**SOURCE TEXT:**
___

Vanessa Carroll, MS

Embrace Your Curiosities and Experience More Joy: How Identifying and Indulging Your Curiosities Promotes More Joyful Living

Sometimes we feel like flat, one-dimensional versions of ourselves. Our sense of joy and wonder gives way to boxes checked, deadlines met, and endless lists of things to do. Day-to-day demands, periods of personal/professional challenge, and ongoing social uncertainties can dampen our states of joy, enthusiasm, well-being, and engagement. The good news is that our curiosities are powerful resources in reacquainting with our joy. This workshop explores the joy/curiosity connection and how intentionality in identifying and indulging our curiosities inspires more joyful living.

In this workshop, attendees:

  • Discussed joy and the physical, emotional, and social benefits of living joyfully, with purpose and intention. 
  • Identified curiosity styles and recognized how their individual curiosity styles reveal insights into finding personal joy.
  • Developed personal action plans for embracing our curiosities to experience greater joy.

___

**LISTED RECORDS:**
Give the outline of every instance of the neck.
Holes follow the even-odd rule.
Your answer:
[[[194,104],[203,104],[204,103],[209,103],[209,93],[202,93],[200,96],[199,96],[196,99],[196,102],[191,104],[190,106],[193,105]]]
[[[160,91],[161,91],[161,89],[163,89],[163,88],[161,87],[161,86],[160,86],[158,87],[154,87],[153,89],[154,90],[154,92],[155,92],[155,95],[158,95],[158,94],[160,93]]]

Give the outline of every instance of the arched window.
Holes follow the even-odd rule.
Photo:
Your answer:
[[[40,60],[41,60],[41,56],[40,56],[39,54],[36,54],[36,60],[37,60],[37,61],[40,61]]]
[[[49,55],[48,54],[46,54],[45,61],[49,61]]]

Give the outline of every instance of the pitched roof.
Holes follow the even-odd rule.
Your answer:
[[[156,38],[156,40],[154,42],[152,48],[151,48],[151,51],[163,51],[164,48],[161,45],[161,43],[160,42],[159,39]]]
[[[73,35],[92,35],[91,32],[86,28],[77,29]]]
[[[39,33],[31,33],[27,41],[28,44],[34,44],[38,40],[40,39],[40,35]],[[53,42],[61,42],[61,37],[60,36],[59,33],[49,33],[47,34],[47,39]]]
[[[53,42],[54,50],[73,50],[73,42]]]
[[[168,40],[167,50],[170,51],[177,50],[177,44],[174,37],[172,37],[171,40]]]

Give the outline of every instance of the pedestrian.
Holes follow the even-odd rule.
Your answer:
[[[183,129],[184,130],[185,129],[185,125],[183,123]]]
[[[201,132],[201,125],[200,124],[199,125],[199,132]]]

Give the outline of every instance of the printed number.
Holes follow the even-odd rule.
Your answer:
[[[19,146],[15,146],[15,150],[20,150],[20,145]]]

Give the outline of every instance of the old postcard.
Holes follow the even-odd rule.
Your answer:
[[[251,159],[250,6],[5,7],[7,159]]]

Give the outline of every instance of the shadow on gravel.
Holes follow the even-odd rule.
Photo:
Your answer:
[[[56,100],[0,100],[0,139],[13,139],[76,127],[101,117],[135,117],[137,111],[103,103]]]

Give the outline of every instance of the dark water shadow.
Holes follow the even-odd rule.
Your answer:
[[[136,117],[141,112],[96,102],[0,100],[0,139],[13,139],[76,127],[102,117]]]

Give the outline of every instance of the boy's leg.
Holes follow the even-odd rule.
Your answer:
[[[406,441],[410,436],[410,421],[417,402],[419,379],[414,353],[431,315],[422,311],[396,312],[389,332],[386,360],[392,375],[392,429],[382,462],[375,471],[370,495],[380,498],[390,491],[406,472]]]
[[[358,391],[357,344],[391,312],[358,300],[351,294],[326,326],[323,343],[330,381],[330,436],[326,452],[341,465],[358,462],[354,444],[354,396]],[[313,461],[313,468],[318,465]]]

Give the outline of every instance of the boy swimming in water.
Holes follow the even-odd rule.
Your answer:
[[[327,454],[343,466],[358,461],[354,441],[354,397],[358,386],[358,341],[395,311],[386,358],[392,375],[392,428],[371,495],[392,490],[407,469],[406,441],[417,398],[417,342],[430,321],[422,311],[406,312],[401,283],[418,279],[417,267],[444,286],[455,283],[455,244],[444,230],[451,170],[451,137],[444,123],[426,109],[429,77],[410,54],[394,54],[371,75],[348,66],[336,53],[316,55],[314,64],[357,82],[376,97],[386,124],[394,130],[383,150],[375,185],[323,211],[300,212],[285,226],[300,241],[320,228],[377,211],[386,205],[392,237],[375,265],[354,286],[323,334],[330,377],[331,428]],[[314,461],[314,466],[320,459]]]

___

**TO DO:**
(1) Answer these from the workshop description on curiosity and joy:
(a) What three things does it say can dampen our states of joy, enthusiasm, well-being, and engagement?
(b) What did attendees identify?
(c) What did attendees develop?
(2) Write a continuation of the workshop description on curiosity and joy, picking up after its final bullet point.
You won't need the rows for anything here.

**TASK RESULTS:**
(1)
(a) Day-to-day demands, periods of personal/professional challenge, and ongoing social uncertainties.
(b) Curiosity styles.
(c) Personal action plans for embracing their curiosities to experience greater joy.

(2)
Bio

Vanessa CarrollVanessa Carroll recently retired after a 10-year career at the University of Maryland, Baltimore, where she served most recently as special assistant to the dean at the University of Maryland School of Dentistry. Prior to that she was director of special projects in the Dean’s Office at the University of Maryland School of Medicine. In retirement, Carroll serves as a consultant in the nonprofit arena, where she has enjoyed a 20-plus-year executive-level career. She is certified as an integrative health coach and maintains a rewarding practice as a strategic thought partner for boards and executives of regional service organizations.

Carroll’s curiosity style is “Explorer.” While her lifelong passion for indulging her curiosities may have created a few awkward moments for family and friends, she proudly boasts participation in an archaeological dig of the slave quarters at the Montpelier home of James and Dolley Madison, fencing lessons (as a woman of a certain age), officiating a wedding, meeting the Dalai Lama, and taking Thai cooking classes in Thailand, among her long, eccentric list of joy-inspiring experiences.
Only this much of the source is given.